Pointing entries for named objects
▬▬▬
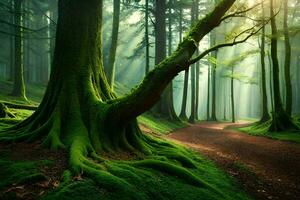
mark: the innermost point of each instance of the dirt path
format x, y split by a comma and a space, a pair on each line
268, 169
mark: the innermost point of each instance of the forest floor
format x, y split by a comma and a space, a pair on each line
267, 168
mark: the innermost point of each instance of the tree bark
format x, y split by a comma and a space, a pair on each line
182, 114
281, 120
19, 84
265, 112
287, 62
165, 107
232, 95
147, 67
79, 112
110, 68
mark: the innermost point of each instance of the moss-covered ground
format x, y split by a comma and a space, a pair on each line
27, 171
262, 130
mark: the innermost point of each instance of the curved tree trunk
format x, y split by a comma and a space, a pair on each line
19, 84
110, 68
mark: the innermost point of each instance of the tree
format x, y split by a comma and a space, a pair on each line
182, 114
231, 64
165, 107
287, 62
80, 113
19, 85
147, 68
265, 113
110, 68
281, 120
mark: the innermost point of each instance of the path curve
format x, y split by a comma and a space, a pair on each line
267, 168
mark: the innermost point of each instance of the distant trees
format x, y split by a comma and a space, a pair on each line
281, 119
18, 79
110, 68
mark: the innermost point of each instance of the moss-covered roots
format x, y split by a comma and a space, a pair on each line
84, 127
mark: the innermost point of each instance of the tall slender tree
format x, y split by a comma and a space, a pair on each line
110, 68
147, 53
287, 62
165, 107
182, 114
281, 120
265, 112
19, 84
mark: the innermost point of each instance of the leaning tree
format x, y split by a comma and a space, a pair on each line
81, 114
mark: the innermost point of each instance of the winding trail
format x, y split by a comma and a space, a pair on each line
267, 168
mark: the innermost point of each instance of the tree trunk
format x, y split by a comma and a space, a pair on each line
214, 55
281, 120
110, 68
182, 114
81, 114
193, 73
208, 94
147, 67
165, 107
287, 62
197, 70
232, 96
265, 113
213, 97
19, 85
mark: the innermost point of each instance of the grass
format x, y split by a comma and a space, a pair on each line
262, 130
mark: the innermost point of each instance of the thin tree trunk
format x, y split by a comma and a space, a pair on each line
287, 62
197, 71
182, 114
281, 120
147, 67
165, 107
193, 74
110, 68
208, 93
265, 113
19, 85
232, 96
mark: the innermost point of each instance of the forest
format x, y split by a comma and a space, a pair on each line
150, 99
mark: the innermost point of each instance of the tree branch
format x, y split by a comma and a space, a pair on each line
148, 92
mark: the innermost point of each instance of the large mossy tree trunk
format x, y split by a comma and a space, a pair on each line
80, 113
18, 83
165, 107
110, 67
281, 120
287, 62
265, 111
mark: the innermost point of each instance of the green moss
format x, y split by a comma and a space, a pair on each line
20, 172
262, 130
160, 125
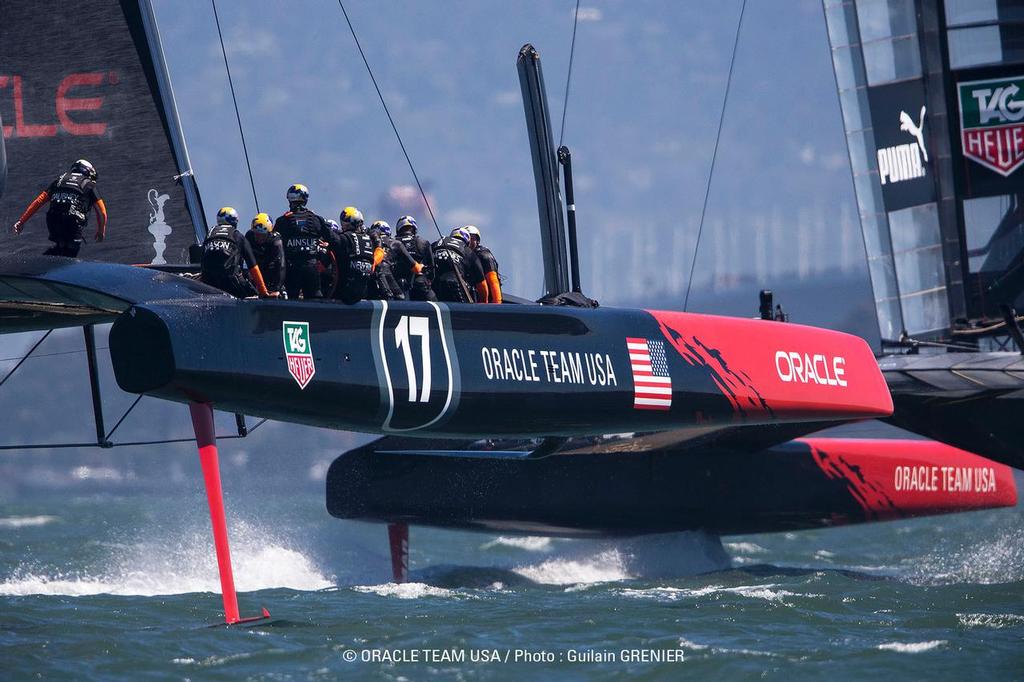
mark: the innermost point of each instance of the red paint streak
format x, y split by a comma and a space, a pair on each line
740, 356
64, 105
876, 472
22, 128
67, 103
202, 416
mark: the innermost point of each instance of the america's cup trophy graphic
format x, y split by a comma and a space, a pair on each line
158, 227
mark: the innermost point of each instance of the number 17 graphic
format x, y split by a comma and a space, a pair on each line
409, 327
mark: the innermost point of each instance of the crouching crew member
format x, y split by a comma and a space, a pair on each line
458, 269
71, 197
301, 231
489, 264
417, 283
223, 253
395, 264
269, 252
356, 256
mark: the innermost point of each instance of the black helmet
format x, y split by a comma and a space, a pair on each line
84, 167
406, 222
297, 195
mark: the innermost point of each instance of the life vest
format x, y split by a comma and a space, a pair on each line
221, 256
71, 196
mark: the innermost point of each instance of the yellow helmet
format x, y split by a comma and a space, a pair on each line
262, 224
350, 218
298, 194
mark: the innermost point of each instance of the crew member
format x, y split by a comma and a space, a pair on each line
71, 197
301, 231
394, 261
269, 252
493, 280
458, 269
223, 253
418, 283
356, 257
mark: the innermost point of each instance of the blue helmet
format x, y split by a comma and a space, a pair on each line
406, 222
227, 216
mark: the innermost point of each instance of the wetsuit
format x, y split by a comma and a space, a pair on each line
223, 253
492, 278
394, 261
418, 285
270, 258
355, 264
71, 197
301, 230
458, 270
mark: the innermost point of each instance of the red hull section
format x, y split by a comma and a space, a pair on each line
893, 479
785, 371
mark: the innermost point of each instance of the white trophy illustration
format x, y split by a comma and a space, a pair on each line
158, 227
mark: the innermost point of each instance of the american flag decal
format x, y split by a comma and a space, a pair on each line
651, 381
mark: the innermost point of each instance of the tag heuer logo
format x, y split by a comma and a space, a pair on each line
298, 351
992, 123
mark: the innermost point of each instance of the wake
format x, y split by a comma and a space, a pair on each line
184, 564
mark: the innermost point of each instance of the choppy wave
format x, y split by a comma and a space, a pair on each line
27, 521
411, 591
527, 543
987, 562
912, 647
995, 621
672, 555
745, 548
183, 565
769, 592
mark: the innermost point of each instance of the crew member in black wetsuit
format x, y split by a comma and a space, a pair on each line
395, 261
302, 230
356, 257
269, 252
493, 280
224, 251
418, 284
71, 197
459, 273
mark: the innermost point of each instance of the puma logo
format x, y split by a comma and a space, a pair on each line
906, 125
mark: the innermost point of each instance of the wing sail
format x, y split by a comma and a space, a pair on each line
113, 107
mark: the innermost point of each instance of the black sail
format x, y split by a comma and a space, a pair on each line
97, 91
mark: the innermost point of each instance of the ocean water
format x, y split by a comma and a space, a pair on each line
109, 586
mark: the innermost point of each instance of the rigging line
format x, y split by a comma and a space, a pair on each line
386, 111
257, 425
55, 352
133, 443
53, 445
238, 116
123, 417
714, 156
568, 77
22, 361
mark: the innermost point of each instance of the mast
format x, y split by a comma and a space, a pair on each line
185, 175
3, 161
542, 147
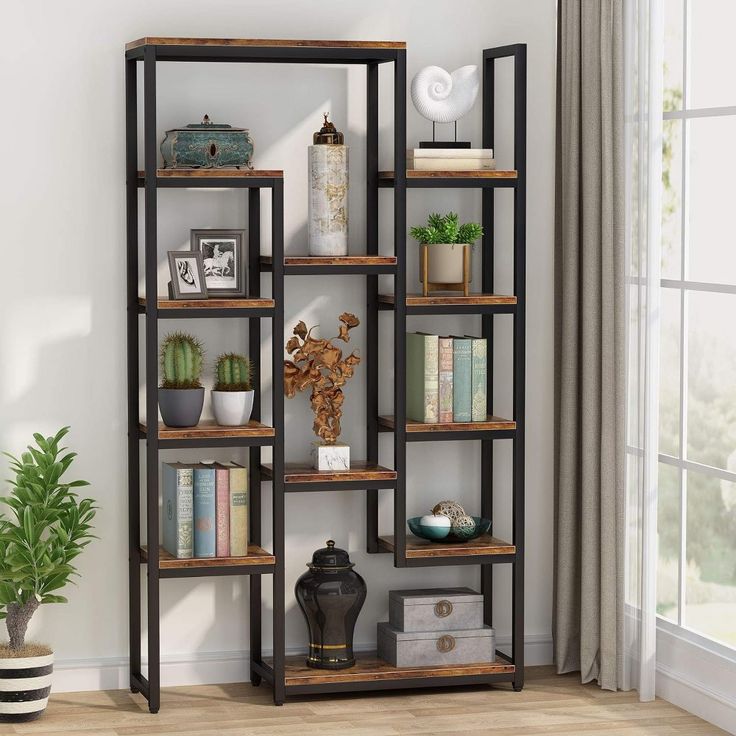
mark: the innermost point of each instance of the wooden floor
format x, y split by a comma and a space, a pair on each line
548, 705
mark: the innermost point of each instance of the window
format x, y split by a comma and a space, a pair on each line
696, 580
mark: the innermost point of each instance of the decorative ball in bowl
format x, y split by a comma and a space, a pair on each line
454, 534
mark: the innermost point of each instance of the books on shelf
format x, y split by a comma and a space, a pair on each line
422, 379
446, 378
205, 508
450, 159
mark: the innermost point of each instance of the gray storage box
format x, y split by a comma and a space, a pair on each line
435, 648
435, 609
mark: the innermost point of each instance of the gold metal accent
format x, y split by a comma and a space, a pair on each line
442, 608
445, 643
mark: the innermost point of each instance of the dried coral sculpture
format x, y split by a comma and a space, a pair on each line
319, 364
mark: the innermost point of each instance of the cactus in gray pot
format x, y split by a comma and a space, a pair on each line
234, 373
181, 361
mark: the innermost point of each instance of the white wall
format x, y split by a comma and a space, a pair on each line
62, 315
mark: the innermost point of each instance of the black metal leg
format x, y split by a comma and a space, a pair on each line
279, 640
372, 385
150, 155
400, 308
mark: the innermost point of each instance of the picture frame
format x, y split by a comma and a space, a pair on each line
187, 275
224, 258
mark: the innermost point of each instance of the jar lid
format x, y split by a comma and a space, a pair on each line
328, 133
330, 558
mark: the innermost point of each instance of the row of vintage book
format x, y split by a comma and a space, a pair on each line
205, 510
450, 159
446, 378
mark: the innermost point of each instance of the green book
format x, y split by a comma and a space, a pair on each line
479, 378
177, 536
462, 404
422, 377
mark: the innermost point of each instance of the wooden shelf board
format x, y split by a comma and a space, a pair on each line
268, 42
473, 174
422, 548
334, 260
492, 423
359, 471
208, 429
216, 173
256, 556
368, 668
418, 300
235, 303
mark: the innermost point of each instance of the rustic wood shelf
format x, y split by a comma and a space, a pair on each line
209, 434
452, 303
369, 668
449, 430
483, 546
209, 308
262, 42
256, 560
451, 179
361, 476
320, 265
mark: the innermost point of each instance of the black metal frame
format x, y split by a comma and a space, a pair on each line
274, 671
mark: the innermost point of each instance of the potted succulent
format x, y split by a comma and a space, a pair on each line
181, 395
232, 396
446, 240
46, 528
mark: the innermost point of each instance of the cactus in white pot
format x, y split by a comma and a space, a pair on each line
232, 396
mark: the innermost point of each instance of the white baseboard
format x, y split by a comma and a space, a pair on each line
686, 693
205, 668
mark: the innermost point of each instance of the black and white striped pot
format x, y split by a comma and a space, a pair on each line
25, 683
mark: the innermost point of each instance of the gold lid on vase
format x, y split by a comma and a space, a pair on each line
328, 134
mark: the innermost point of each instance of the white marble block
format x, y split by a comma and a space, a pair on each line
328, 200
330, 457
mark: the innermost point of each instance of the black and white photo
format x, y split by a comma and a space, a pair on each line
223, 259
187, 275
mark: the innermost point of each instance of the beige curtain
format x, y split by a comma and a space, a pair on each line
590, 342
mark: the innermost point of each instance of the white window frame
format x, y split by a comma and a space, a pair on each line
685, 287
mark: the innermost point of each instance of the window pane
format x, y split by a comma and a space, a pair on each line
668, 531
712, 53
711, 408
710, 589
673, 10
669, 373
671, 198
712, 196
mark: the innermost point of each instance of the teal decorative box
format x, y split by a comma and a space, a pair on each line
207, 145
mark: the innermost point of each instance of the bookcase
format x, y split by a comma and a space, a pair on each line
289, 675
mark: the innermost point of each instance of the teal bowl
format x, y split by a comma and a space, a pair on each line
434, 534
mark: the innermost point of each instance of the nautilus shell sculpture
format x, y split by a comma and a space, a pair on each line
443, 97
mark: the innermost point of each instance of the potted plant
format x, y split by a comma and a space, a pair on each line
232, 396
46, 528
181, 395
444, 243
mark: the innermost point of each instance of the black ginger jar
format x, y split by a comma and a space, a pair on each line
330, 595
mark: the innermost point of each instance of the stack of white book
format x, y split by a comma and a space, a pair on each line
450, 159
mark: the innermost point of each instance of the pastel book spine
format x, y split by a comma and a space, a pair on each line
222, 491
205, 512
445, 378
479, 379
177, 532
462, 380
422, 377
238, 511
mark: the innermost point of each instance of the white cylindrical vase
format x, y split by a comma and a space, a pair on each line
328, 200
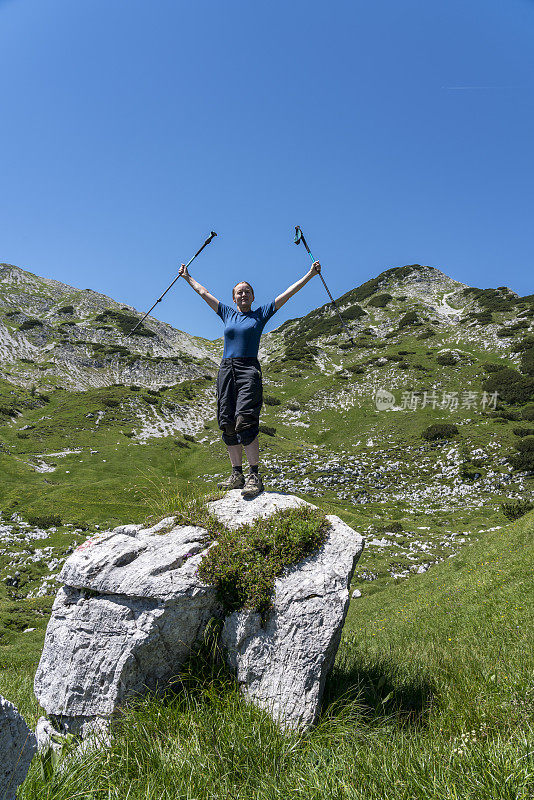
▬▬▬
WHAT IS REQUIRED>
From the listing above, copy every line that contains the string "frame". Matching is case-sensitive.

SOLUTION FOR THIS TASK>
mark: the innermost point of each instance of the picture frame
mark: the innermost point of each instance of the black metal frame
mark: the innermost point of each instance of the white window frame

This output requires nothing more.